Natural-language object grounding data
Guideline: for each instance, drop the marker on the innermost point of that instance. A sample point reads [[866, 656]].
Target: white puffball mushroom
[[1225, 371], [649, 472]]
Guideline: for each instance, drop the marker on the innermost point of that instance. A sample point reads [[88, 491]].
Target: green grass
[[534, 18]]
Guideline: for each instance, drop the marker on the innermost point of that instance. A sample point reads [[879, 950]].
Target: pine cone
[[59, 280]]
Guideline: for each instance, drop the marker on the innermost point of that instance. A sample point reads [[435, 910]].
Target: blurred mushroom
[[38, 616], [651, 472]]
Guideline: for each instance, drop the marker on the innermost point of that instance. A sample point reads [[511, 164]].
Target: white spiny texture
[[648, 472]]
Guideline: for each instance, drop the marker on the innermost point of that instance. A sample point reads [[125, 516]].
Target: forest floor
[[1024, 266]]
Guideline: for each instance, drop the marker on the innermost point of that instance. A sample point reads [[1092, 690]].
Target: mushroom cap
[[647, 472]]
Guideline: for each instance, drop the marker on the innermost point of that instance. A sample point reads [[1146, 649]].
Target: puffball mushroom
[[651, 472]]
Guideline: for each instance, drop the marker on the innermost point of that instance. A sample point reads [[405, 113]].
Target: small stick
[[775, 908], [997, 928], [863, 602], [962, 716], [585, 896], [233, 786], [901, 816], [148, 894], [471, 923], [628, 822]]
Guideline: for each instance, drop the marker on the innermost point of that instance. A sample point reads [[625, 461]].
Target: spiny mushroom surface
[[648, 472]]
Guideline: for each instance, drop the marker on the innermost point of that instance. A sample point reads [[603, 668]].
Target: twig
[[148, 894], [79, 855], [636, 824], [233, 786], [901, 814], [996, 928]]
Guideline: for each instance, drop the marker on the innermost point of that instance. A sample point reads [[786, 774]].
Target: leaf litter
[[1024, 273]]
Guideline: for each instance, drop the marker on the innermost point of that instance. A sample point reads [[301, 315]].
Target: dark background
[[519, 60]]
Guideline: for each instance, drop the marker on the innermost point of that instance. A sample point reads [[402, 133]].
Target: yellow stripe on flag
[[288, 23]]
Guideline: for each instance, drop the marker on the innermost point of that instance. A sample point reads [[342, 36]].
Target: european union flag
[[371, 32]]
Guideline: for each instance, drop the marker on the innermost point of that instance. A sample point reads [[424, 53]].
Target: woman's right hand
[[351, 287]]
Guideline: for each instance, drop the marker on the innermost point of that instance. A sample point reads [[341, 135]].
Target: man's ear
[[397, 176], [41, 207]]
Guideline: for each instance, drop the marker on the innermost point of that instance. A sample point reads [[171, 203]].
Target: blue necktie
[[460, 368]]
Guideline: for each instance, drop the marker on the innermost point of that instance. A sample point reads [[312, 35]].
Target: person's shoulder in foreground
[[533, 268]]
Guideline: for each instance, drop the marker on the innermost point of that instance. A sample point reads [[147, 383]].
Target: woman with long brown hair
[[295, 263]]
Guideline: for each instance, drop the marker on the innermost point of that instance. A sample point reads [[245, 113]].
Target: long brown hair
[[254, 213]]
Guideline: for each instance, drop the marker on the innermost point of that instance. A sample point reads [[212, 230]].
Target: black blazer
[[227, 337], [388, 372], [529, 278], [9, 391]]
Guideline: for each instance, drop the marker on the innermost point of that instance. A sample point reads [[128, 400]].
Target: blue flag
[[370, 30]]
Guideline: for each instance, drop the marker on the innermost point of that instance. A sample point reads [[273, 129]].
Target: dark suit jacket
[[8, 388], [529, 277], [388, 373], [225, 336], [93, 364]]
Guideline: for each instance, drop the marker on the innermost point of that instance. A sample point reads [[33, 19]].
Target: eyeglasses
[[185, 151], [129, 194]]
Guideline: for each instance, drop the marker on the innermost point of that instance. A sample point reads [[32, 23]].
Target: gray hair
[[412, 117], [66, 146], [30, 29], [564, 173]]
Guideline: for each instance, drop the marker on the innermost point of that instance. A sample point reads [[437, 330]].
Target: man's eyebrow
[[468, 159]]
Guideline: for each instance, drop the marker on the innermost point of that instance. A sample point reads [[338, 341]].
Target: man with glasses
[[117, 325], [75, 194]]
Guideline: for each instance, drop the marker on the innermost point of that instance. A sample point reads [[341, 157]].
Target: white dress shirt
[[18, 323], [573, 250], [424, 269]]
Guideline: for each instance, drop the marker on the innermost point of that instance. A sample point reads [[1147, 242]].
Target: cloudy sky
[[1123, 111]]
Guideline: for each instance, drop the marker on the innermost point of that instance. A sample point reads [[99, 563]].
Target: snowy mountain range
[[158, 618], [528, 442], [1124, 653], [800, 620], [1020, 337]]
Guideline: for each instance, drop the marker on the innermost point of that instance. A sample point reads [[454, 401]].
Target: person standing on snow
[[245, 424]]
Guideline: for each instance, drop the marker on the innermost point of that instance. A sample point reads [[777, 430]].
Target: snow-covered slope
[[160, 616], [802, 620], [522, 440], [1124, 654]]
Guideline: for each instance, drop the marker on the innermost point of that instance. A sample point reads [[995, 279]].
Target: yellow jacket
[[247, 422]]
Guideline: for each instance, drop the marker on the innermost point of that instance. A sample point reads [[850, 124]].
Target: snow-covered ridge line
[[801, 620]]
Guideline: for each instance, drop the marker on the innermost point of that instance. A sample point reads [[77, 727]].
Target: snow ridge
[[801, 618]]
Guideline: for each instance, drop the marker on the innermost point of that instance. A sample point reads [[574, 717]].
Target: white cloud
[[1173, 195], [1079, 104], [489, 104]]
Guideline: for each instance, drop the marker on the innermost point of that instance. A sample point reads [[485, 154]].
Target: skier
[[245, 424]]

- [YOUR ASSIGNMENT] An exact transcription of every record above is required.

- [RESPONSE FOR THIS EXERCISE]
Guideline: for each instance, drop the marker on the innermost point of that instance. A sample point reads [[866, 656]].
Target: white puffball mushroom
[[1225, 371], [649, 472]]
Guideline: for each instance, drop the marker on the innermost point of that instance. A sample point reads [[88, 491]].
Target: green grass
[[534, 18]]
Guideline: for each instance, drop the marker on the innermost point of that instance. A sample point reads [[879, 950]].
Target: pine cone
[[59, 280]]
Guideline: for each instance, drop the marker on the innermost point of that instance. A sample point reads [[435, 910]].
Target: blurred mushroom
[[38, 616], [651, 472]]
Guideline: for each instance, drop the marker on the innermost point of that instance. A sample point reads [[511, 164]].
Target: white spiny texture
[[648, 472]]
Guideline: for each instance, drop the marker on the innermost point of that instance. A sample point reads [[125, 516]].
Target: forest floor
[[1024, 266]]
Guideline: for each instance, drop the marker on the innermost point of that instance. A sample point reads [[1092, 690]].
Target: mushroom cap
[[647, 472]]
Guideline: for each instance, drop the marker on the innermost point of that instance. A sample point reads [[1146, 649]].
Target: puffball mushroom
[[651, 472]]
Guideline: for each instance, drop the marker on the innermost point of that instance. A sample point reads [[405, 113]].
Target: small stick
[[775, 908], [997, 928], [863, 602], [962, 716], [585, 896], [233, 786], [901, 816], [148, 894], [471, 923], [628, 822]]
Guideline: for each instance, drop the marker on the innermost point of that instance. A sample point reads [[625, 461]].
Target: spiny mushroom surface
[[648, 472]]
Guideline: for each instance, drop the marker on the innermost point of that instance. A sample point reads [[603, 668]].
Target: twig
[[148, 894], [79, 855], [636, 824], [233, 786], [901, 814], [996, 928]]
Guideline: for each instance, drop the marker on the innermost point of that instance. A sample point reads [[786, 774]].
Target: leaf litter
[[1024, 273]]
Guideline: for each instance, drop the marker on the innermost point of that instance. A sample point reads [[301, 315]].
Target: dark background
[[519, 60]]
Guideline: for each instance, drop the marker on the innermost point of that instance. A sample point reads [[402, 133]].
Target: yellow stripe on flag
[[288, 23]]
Guideline: for each instance, drop the marker on the innermost point of that instance. A sample point reads [[342, 36]].
Target: european union flag
[[371, 32]]
Guideline: for each instance, drop the marker on the innermost point of that instance. A sample point reads [[424, 53]].
Target: woman's right hand
[[351, 287]]
Guideline: for each instance, drop the marker on the innermost point of that instance. A sample point reads [[341, 135]].
Target: man's ear
[[397, 176], [41, 207]]
Guideline: for each instance, drop the marker on the innermost point of that instance. A sample point reads [[171, 203]].
Target: blue necktie
[[460, 368]]
Guideline: for each instance, drop the marker on the innermost point of that instance. A sample point reads [[312, 35]].
Target: person's shoulder in foreground
[[533, 268]]
Guideline: for each instance, drop the marker on the innermost point of that instance. A sample point reads [[147, 383]].
Target: woman with long brown hair
[[295, 263]]
Guideline: for each instance, drop the marker on the innermost point of that instance. A sample point reads [[245, 113]].
Target: long brown hair
[[254, 213]]
Guideline: for each instance, drop the marker on the innermost point of that instance. A sample point reads [[212, 230]].
Target: black blazer
[[227, 337], [388, 372], [529, 278], [9, 391]]
Guideline: for each instance, drop the marker on the innermost point of that instance. A sample point reads [[128, 400]].
Target: blue flag
[[370, 30]]
Guideline: for each instance, drop the marker on the innermost point of that instance. A sample point reads [[273, 129]].
Target: dark suit jacket
[[8, 388], [529, 277], [388, 373], [225, 336], [93, 364]]
Guideline: for each instance, drop the marker on the innermost point of that instance. A sample point reads [[33, 19]].
Target: eyeglasses
[[185, 151], [129, 194]]
Guideline: for each instance, drop the marker on the innermost point of that instance. A sample point reads [[32, 23]].
Target: gray hair
[[412, 117], [66, 146], [30, 29], [564, 173]]
Guideline: for each instance, drop the marker on the innermost point of that instance. A sample point reads [[437, 330]].
Target: man's eyebrow
[[468, 159]]
Guideline: for each instance, drop the marker on the innermost point of that instance. A sample point reads [[338, 341]].
Target: man with glasses
[[117, 325], [75, 194]]
Guideline: for each instance, drop the marker on the innermost point of that instance. A sample point reads [[341, 157]].
Target: white dress shirt
[[18, 323], [573, 250], [424, 269]]
Guideline: for each instance, drop the marker on the innermost point of that instance. A sample point reads [[1147, 242]].
Target: cloudy sky
[[1123, 111]]
Guideline: for each instance, drop the marker on the innermost point of that instance. A sample point reads [[99, 563]].
Target: snowy mountain range
[[158, 618], [528, 442], [1124, 653], [800, 620], [1020, 337]]
Guideline: for each instance, drop the marker on the innermost point of that instance. A sample point reads [[454, 401]].
Target: person standing on snow
[[245, 424]]
Guideline: for each instance, drop the marker on the innermost point of that instance. A sample point reads [[777, 430]].
Target: snow-covered slope
[[160, 616], [802, 620], [522, 440], [1124, 654]]
Guideline: for each instance, drop the marker on the innermost point of that instance. A sample point reads [[995, 279]].
Target: yellow jacket
[[247, 422]]
Guideline: for each instance, drop the marker on the innermost point of that instance. A sample point reads [[850, 124]].
Target: snow-covered ridge line
[[801, 620]]
Guideline: for each instance, drop the marker on the innermost point of that instance. A sample point reads [[77, 727]].
Target: snow ridge
[[801, 618]]
Guideline: for each instance, drop the marker on the innermost point of that instance. A sample point reads [[574, 717]].
Target: white cloud
[[1173, 195], [1079, 104], [489, 104]]
Guideline: for each instance, drop the marker on the innermost point of that instance. A sample point reads [[485, 154]].
Target: skier
[[245, 424]]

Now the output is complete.